## Extrait du texte
Crée en 2017, le collectif Wecandoo arrive à Reims avec un objectif : permettre aux touristes et aux locaux de partager le savoir-faire des artisans du département. Sarah, joaillière, Marie, céramiste, et d'autres artisans animent ces ateliers et témoignent.
Devenez maroquinier, ébéniste, bijoutier, fromager, céramiste ou boulanger le temps d’un atelier et osez pousser les portes de l’atelier d’un artisan. C'est cette initiative que Wecandoo revendique et souhaite mettre en avant en revalorisant les savoir-faire français au travers d'initiations à l'artisanat et la création d'objet unique. Façonner un jonc en argent avec Sarah, bijoutière joaillière à Reims, est une belle expérience. L'aventure, pour Sarah, a réellement débuté début janvier. Contactée par Wecandoo, en septembre 2020, elle commence à animer ses ateliers dés le début de l'année. Il y a eu une pause, troisème confinement oblige, mais les ateliers ont pu reprendre depuis.

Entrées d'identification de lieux
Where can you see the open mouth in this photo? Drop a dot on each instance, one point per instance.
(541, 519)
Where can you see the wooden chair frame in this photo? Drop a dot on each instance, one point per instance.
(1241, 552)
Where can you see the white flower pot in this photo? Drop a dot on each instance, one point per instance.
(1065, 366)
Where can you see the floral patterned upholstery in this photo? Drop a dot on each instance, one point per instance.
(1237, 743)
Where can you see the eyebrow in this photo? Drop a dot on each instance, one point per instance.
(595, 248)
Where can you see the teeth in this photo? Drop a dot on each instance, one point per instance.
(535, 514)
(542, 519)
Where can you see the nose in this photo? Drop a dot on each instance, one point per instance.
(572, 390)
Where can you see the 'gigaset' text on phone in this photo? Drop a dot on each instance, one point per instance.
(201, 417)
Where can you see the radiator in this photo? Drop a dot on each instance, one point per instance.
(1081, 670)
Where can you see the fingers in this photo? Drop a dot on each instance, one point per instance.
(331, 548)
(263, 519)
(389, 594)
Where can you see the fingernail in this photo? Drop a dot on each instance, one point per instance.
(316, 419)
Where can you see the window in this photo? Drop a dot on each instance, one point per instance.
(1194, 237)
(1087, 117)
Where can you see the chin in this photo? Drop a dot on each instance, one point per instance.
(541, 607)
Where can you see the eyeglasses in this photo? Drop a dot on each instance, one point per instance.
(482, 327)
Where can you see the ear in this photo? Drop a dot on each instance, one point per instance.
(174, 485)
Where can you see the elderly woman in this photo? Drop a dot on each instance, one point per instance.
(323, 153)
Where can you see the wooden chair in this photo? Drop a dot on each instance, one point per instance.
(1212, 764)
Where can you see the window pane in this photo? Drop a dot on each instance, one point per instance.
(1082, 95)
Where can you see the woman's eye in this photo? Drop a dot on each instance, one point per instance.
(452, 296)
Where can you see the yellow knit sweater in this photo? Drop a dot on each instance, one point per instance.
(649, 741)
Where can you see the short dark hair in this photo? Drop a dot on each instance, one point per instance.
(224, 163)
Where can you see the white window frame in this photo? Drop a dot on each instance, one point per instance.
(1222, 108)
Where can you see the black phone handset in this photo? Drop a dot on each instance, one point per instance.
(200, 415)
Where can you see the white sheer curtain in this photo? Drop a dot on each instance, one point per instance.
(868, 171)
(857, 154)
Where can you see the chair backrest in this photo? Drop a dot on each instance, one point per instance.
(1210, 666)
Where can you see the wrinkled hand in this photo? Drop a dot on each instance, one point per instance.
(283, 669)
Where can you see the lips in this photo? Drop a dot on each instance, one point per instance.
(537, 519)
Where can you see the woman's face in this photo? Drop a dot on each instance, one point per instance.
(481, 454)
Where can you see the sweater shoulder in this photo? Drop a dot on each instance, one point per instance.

--

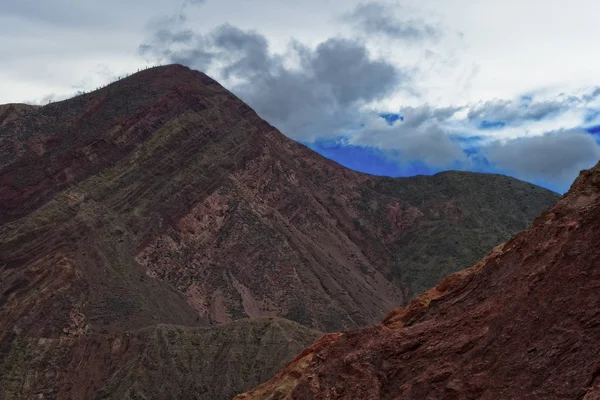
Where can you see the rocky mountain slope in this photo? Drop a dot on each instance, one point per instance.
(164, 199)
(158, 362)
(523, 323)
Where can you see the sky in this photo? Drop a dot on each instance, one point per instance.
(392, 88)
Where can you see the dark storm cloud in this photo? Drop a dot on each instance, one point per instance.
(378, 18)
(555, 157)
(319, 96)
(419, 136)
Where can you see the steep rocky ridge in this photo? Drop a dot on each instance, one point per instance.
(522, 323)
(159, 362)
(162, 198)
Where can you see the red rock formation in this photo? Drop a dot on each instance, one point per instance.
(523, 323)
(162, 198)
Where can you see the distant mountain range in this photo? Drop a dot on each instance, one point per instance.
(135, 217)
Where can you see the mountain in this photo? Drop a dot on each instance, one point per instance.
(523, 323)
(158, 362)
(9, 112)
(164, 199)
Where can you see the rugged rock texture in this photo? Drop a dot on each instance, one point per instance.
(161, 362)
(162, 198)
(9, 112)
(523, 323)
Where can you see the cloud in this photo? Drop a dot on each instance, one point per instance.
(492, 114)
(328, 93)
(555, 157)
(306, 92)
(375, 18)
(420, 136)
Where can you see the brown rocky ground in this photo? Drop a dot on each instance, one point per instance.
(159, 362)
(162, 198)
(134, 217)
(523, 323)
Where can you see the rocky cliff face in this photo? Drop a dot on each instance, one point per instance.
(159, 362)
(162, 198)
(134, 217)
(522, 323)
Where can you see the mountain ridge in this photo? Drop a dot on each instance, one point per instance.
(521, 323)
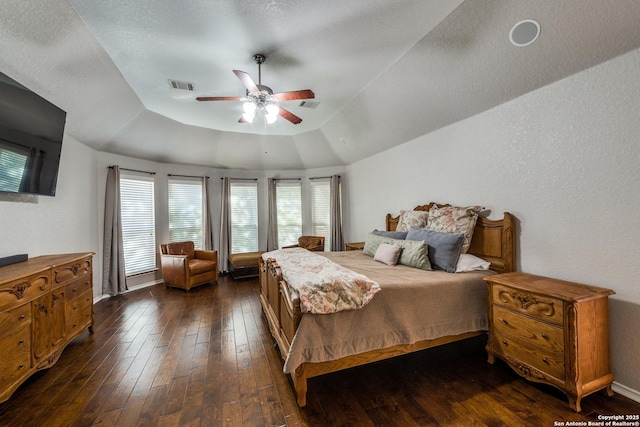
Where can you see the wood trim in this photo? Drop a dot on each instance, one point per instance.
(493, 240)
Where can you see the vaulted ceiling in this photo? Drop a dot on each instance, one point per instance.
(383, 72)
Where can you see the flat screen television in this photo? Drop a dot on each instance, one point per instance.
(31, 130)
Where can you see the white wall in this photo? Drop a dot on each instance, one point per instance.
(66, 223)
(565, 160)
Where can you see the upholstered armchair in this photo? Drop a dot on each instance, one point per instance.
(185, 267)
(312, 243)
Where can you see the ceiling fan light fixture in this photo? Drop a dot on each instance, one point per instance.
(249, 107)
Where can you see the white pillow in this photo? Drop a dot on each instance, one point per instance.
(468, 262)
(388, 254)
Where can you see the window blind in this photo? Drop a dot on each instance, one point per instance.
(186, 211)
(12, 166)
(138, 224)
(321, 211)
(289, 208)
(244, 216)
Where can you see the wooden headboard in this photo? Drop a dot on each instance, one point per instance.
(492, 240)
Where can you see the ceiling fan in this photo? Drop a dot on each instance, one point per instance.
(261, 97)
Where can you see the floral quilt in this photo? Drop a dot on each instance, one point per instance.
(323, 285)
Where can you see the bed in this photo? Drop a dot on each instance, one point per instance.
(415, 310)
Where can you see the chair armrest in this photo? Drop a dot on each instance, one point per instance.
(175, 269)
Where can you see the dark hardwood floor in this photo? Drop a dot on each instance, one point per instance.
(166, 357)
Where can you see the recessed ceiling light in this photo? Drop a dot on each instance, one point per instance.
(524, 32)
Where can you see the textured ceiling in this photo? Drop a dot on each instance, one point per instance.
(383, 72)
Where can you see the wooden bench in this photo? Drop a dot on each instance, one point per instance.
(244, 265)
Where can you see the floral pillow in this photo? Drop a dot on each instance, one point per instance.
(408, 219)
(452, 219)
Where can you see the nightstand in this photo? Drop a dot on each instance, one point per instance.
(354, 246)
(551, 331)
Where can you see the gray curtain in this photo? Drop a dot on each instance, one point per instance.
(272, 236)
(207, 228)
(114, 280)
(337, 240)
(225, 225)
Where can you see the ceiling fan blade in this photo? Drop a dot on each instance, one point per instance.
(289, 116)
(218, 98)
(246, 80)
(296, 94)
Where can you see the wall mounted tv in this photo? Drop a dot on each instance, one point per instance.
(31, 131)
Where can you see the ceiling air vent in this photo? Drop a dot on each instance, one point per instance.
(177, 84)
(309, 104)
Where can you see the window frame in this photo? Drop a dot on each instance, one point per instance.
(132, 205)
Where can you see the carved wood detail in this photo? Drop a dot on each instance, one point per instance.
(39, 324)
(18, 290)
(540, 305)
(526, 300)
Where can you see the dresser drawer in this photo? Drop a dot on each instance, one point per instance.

---

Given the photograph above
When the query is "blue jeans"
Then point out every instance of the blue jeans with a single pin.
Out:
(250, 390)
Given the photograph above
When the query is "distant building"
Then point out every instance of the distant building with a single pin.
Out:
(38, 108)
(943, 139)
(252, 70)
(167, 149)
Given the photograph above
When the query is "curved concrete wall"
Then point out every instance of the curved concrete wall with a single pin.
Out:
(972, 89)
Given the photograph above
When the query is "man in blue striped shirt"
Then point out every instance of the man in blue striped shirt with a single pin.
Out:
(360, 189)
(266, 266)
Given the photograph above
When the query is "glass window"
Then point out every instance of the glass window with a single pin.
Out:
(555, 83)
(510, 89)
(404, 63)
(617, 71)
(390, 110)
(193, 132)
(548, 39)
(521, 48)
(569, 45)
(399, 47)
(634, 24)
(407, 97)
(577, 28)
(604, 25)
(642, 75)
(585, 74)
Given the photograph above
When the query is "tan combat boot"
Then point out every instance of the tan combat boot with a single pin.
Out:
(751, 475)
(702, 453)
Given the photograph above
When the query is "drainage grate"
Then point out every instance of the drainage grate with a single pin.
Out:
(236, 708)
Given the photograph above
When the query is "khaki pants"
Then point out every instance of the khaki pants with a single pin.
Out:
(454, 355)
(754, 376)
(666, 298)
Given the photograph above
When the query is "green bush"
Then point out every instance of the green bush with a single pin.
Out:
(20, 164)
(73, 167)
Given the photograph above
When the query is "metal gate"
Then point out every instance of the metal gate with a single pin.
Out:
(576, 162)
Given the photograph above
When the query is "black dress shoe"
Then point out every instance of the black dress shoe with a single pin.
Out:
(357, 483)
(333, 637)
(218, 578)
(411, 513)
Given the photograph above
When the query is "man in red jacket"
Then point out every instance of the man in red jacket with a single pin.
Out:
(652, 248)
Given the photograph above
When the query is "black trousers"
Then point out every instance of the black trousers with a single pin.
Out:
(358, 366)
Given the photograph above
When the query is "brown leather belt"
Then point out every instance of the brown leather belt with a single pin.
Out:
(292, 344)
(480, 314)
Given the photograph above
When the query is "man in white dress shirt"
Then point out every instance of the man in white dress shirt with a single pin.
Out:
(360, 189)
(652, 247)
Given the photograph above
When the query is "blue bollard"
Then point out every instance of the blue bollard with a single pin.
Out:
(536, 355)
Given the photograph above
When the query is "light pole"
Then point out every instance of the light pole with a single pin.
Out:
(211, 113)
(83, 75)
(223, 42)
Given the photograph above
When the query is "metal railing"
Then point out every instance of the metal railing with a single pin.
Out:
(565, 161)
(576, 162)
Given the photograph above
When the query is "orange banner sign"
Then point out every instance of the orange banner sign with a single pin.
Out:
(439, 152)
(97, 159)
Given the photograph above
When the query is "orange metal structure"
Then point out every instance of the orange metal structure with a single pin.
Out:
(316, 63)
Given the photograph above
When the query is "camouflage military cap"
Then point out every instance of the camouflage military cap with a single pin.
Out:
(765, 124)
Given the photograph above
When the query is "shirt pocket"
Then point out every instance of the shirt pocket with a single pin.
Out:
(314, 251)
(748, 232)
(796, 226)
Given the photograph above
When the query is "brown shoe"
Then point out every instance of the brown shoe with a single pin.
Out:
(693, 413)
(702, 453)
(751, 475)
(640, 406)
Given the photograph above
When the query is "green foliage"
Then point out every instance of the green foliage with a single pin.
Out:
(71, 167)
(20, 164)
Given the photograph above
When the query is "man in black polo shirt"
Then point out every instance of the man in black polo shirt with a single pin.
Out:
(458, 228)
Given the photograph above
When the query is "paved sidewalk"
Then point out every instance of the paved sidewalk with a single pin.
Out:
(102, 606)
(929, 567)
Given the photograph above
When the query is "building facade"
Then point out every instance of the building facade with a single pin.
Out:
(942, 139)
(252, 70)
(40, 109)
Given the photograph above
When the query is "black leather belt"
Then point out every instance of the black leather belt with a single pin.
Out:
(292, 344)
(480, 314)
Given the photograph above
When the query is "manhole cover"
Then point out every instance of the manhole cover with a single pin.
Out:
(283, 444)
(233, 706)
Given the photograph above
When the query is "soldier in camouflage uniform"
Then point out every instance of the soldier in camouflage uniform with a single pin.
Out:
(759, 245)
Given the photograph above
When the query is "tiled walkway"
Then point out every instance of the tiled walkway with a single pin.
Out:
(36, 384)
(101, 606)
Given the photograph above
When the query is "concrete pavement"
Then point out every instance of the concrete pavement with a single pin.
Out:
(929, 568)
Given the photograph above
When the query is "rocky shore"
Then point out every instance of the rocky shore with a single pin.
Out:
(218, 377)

## Exercice bref
Recopiez dans son intégralité le texte consacré aux ateliers Wecandoo à Reims, sans y apporter la moindre modification.

## Réponse intégrale
Crée en 2017, le collectif Wecandoo arrive à Reims avec un objectif : permettre aux touristes et aux locaux de partager le savoir-faire des artisans du département. Sarah, joaillière, Marie, céramiste, et d'autres artisans animent ces ateliers et témoignent.
Devenez maroquinier, ébéniste, bijoutier, fromager, céramiste ou boulanger le temps d’un atelier et osez pousser les portes de l’atelier d’un artisan. C'est cette initiative que Wecandoo revendique et souhaite mettre en avant en revalorisant les savoir-faire français au travers d'initiations à l'artisanat et la création d'objet unique. Façonner un jonc en argent avec Sarah, bijoutière joaillière à Reims, est une belle expérience. L'aventure, pour Sarah, a réellement débuté début janvier. Contactée par Wecandoo, en septembre 2020, elle commence à animer ses ateliers dés le début de l'année. Il y a eu une pause, troisème confinement oblige, mais les ateliers ont pu reprendre depuis.